▶ Exercice
Reprenez le texte sur l'avenir des quartiers populaires et écrivez la suite après sa dernière phrase.

C'est pourquoi je refuse une vision uniforme de la vie des quartiers et de leur devenir, y compris en terme d'emplois et d'activités économiques. Les quartiers populaires ont comme d'autres leur identité et leur histoire et il faut y être attentif. Ce n'est donc pas de Paris mais bien localement que se construira leur devenir en misant, selon la belle formule des parlementaires sur " l' intelligence des territoires ", et des hommes qui les font vivre, serais-je tenté d'ajouter.
Fort de ces constats, qui recouvrent largement vos débats et les propositions des parlementaires, je proposerai au gouvernement de travailler dans les semaines qui viennent autour des priorités suivantes :
Premièrement je veux garantir qu'une attention particulière sera portée à celles et ceux qui sont le plus menacés d'exclusion durable : je pense en particulier aux jeunes qui sortent sans aucune qualification du système scolaire et aux demandeurs d'emploi les plus en difficulté.
Cela passe par l'élaboration d'une réponse globale, au niveau local, de tous les acteurs et de toutes les mesures existantes. Les contrats de ville seront d'ailleurs le vecteur privilégié de la loi de lutte contre les exclusions dans les territoires concernés.
Aux jeunes qui sortent du système scolaire sans projet, je veux pouvoir dire que la société ne les abandonne pas. Claude ALLEGRE a annoncé à Tours, lors des rencontres nationales des acteurs de l'éducation, son programme " Nouvelles chances " ; Georges Jollès a témoigné hier, de l'intérêt du MEDEF sur cette question. Je prendrai l 'initiative de coordonner l'action des différents intervenants pour qu 'aucun jeune ne soit désormais " perdu dans la nature ". Le monde des adultes ne peut en aucun cas s'acquitter de ses responsabilités en se contentant de la scolarité obligatoire jusqu'à 16 ans.
La proposition émise par Chantal RODRIGO et Pierre BOURGUIGNON de mettre en place un Contrat Unique Temporaire d'Insertion a retenu toute mon attention. La démarche initiée par Martine AUBRY à travers le programme TRACE a ouvert un chemin qui nous permettra d'aller plus loin, d'abord pour tous les publics et pas seulement les jeunes. Il est clair qu'il ne s'agit pas seulement de mettre de la cohérence dans les réponses, mais aussi de la stabilité, en offrant une reconnaissance sociale lisible par tous, sous forme de contrat unique.
Ma deuxième priorité est de favoriser et d'accompagner les porteurs de projet.

▶ Contenu des données
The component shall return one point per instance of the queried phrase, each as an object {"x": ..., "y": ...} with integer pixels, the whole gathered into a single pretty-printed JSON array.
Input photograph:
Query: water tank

▶ Zone de réponse
J'ai entendu les appels à davantage de souplesse et de simplicité dans les instruments publics à la disposition des acteurs locaux, au nom d'un droit à l'expérimentation. J'ai commencé ce travail en obtenant en décembre dernier une simplification radicale des procédures de financement de la politique de la ville, notamment au profit des petites associations. Il faut aller plus loin, faire en sorte que l'Etat, même s'il n'est pas seul en cause, passe de la culture du contrôle à la culture du partenariat.
Les habitants des quartiers qui veulent entreprendre doivent pouvoir accéder à des dispositifs performants d'accompagnement à la création d'entreprise, qui prennent en compte leurs besoins spécifiques. Il me paraît nécessaire que chaque territoire prioritaire de la politique de la ville puisse bénéficier d'outils comme les plate-formes d'initiative, des systèmes d'avances, de garantie et de couplage avec le crédit bancaire, mais aussi de dispositifs de formation et d'accompagnement. Les assises nationales de la création d'entreprise, organisées par Marylise LEBRANCHU à l'automne, prendront en compte cet objectif.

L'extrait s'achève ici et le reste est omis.